**** DATA SHOWN ****

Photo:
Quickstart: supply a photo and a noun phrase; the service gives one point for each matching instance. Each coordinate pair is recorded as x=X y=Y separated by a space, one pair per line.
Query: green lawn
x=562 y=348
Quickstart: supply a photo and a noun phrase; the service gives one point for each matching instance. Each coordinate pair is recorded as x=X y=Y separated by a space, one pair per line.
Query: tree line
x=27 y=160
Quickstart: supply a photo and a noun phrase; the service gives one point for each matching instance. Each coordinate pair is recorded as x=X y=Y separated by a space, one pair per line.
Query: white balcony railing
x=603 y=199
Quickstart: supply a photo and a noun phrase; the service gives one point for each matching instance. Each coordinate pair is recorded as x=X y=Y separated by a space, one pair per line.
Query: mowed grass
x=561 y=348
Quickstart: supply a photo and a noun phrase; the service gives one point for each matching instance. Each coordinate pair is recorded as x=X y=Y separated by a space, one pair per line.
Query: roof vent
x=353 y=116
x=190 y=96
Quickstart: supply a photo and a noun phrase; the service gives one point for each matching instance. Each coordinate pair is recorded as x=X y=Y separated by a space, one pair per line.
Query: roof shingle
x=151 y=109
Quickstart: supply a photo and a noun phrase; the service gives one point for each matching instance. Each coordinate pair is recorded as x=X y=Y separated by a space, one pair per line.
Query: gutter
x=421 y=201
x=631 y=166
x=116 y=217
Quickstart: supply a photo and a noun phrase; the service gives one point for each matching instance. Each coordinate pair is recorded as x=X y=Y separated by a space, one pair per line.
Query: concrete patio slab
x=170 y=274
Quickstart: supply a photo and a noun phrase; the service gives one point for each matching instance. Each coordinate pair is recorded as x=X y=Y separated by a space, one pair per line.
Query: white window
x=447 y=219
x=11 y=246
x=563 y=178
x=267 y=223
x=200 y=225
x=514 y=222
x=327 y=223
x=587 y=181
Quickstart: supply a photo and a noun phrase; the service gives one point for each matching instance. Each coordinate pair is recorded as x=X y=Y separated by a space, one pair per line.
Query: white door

****

* EXERCISE BRIEF
Please quote, word for word, the part of the material above that opens with its very first line and closes with the line containing "x=170 y=274".

* RESULT OF THIS TASK
Photo:
Quickstart: supply a photo and a noun phrase; the service gives one point for each matching instance. Each coordinate pair is recorded as x=X y=Y separated by a space, one pair per line.
Query: green lawn
x=562 y=348
Quickstart: supply a photo and a noun phrase; the service gives one point for each matching instance. Each coordinate pair is recorded as x=X y=Y separated by a space, one pair per line.
Query: tree line
x=27 y=160
Quickstart: supply a photo and a noun phrase; the service gives one point for each matching instance. Each coordinate pair is recorded as x=X y=Y separated by a space, one pair per line.
Query: white balcony railing
x=603 y=199
Quickstart: supply a photo and a noun phrase; the service gives one point for each matching instance. Each coordinate pair is recorded as x=X y=Y separated by a space, one pair per line.
Query: mowed grass
x=561 y=348
Quickstart: supply a photo and a noun phrase; the service gives one point for each matching instance. Each coordinate pair is recorded as x=X y=Y separated by a space, one pair per line.
Query: roof vent
x=353 y=116
x=190 y=96
Quickstart: supply a photo and a noun phrase; the service gives one point for each matching instance. Each coordinate pair is recorded as x=X y=Y separated by a space, one pair per line.
Query: roof shingle
x=151 y=109
Quickstart: supply a photo and a noun phrase; the service gives one point for each matching instance. Each coordinate pair is recorded as x=X y=Y separated by a space, one pair per line.
Query: gutter
x=421 y=201
x=631 y=166
x=116 y=217
Quickstart: supply a photo and a noun phrase; the service gives one point for each matching instance. Each coordinate pair is recorded as x=X y=Y separated by a space, one pair per line.
Query: concrete patio slab
x=170 y=274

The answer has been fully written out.